_To do_
#1 Rewrite the stretch of the toon-shader forum post below from "I have been" through "default : 4996 )", putting "Direct3D" wherever "DirectX" appears.
#2 Condense the paragraph beginning "I have been converting a Toon-Shader" in the toon-shader forum post below into a shorter version that keeps its main facts.
#3 List every header file that the code in the toon-shader forum post below includes with an #include line.

_Extract provided_
_ _ _ _ _ _ _

Hi,

I have been converting a Toon-Shader from XNA 4.0 into DirectX 9 C++ (the XNA source code can be found here). I seem to have got most of the DirectX code in place but instead of seeing cel-shading, the mesh is completely rendered black. I suspect this might be due to the inverse transpose of the world matrix but I might be completely wrong since my DirectX programming isn't brilliant

Here's the code I have got so far:

Mesh.cpp



#include <Windows.h>
#include <mmsystem.h>
#include <d3dx9.h>
#pragma warning( disable : 4996 ) // disable deprecated warning
#include <strsafe.h>
#pragma warning( default : 4996 )

_ _ _ _ _ _ _

_Extracted data_
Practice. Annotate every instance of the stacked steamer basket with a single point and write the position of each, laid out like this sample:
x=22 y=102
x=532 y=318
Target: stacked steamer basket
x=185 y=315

_ _ _ _ _ _ _

_Solutions to the exercise_
#1
I have been converting a Toon-Shader from XNA 4.0 into Direct3D 9 C++ (the XNA source code can be found here). I seem to have got most of the Direct3D code in place but instead of seeing cel-shading, the mesh is completely rendered black. I suspect this might be due to the inverse transpose of the world matrix but I might be completely wrong since my Direct3D programming isn't brilliant

Here's the code I have got so far:

Mesh.cpp



#include <Windows.h>
#include <mmsystem.h>
#include <d3dx9.h>
#pragma warning( disable : 4996 ) // disable deprecated warning
#include <strsafe.h>
#pragma warning( default : 4996 )

#2 I am converting an XNA 4.0 toon shader to DirectX 9 C++. Most of the DirectX code is in place, but the mesh renders completely black instead of cel-shaded. I suspect the inverse transpose of the world matrix, though I may be wrong because my DirectX programming isn't brilliant.

#3
Windows.h
mmsystem.h
d3dx9.h
strsafe.h